### EXTRAIT
= = =
1. Le nombre de salariés en agriculture augmente

La France a perdu un quart de ses exploitants agricoles en quinze ans. En parallèle, le nombre de salariés a augmenté, en relatif et en absolu (+2,2 % entre 2010 et 2016). Pour la seule filière laitière, l’étude relève qu’avant même la levée des quotas laitiers, de 2010 à 2014, 13 500 emplois ont disparu : 15 000 exploitants ont arrêté leur activité dans ce secteur. En revanche, 3 600 nouveaux salariés y ont fait leur entrée.

2. La féminisation recule avec l’augmentation du salariat

Contrairement aux idées avancées, la féminisation recule en agriculture. La part des femmes chefs d’exploitation stagne à un quart (28 %) depuis dix ans. Mais leur part reste très minoritaire parmi les salariés dont le nombre augmente.

3. Contrat court, salaire bas : la précarité est forte chez les salariés

Les salariés agricoles sont moins qualifiés, plus précaires et moins bien rémunérés que dans les autres secteurs. La moitié des heures de travail en agriculture est réalisée par des contrats précaires (CDD et contrats de moins d’un an). Ils sont occupés par 80 % des travailleurs salariés.
= = =
### DONNÉES RECUEILLIES
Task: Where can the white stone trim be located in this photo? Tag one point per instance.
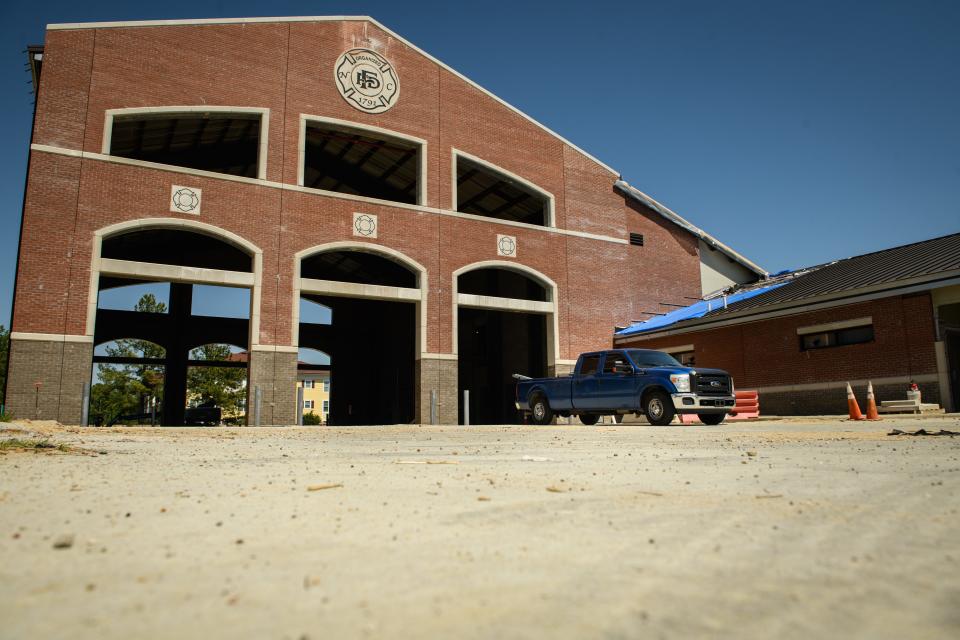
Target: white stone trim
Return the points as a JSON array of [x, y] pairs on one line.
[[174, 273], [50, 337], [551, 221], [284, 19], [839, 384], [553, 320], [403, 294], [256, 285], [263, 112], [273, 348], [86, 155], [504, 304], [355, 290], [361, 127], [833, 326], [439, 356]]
= = =
### OBJECTIF DE L'EXERCICE
Pouvez-vous recopier, dans l'extrait sur l'emploi agricole ci-dessus, tout ce qui va de « Les salariés agricoles » jusqu'à « des travailleurs salariés. » ?

### RÉPONSE
Les salariés agricoles sont moins qualifiés, plus précaires et moins bien rémunérés que dans les autres secteurs. La moitié des heures de travail en agriculture est réalisée par des contrats précaires (CDD et contrats de moins d’un an). Ils sont occupés par 80 % des travailleurs salariés.